• **Text block**:
Alcohol lies behind much of the trouble on flights. Photo / Getty Images
COMMENT:
In almost five decades of flying I have never seen a disruptive passenger, an out-of-control drunk or even heard an angry voice. It seems I have been lucky.
A survey by Which? Travel, the UK consumer magazine, found that 17 per cent of Ryanair passengers had witnessed shouting, drunkennessor verbal abuse by other passengers over the previous year.
Eight per cent had seen the same on Emirates and Virgin Atlantic flights. Questioned by Unite, the trade union, 87 per cent of cabin crew on UK-based airlines said they had seen drunk passengers behaving badly.
Is this primarily a British problem? The International Air Transport Association (IATA) says the number of disruptive passenger incidents worldwide has risen sharply. But in 2017, the last year for which it provides figures, there was only one disruptive incident for every 1,053 flights and, of those, 86 per cent were verbal outbursts that "can usually be brought to a successful conclusion by crew using de-escalation training".
The remainder were serious, involving physical aggression, damage to the aircraft or, in rare cases, attempts to enter the cockpit.
However rare or frequent, disruption in the air is frightening. Airline staff should not have to put up with it. Alcohol lies behind much of the trouble. IATA said it was a factor in 27 per cent of incidents and UK reports refer to it frequently.

• **Data extract**:
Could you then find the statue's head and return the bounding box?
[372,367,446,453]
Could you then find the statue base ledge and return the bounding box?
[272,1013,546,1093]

• **Directions**:
(1) According to the piece on disruptive airline passengers, in what share of incidents did IATA say alcohol was a factor?
(2) Print the passage from the piece on disruptive airline passengers, starting with "Alcohol lies behind much of the trouble on" and going on through "the previous year.".

• **Results**:
(1) 27 per cent of incidents.

(2)
Alcohol lies behind much of the trouble on flights. Photo / Getty Images
COMMENT:
In almost five decades of flying I have never seen a disruptive passenger, an out-of-control drunk or even heard an angry voice. It seems I have been lucky.
A survey by Which? Travel, the UK consumer magazine, found that 17 per cent of Ryanair passengers had witnessed shouting, drunkennessor verbal abuse by other passengers over the previous year.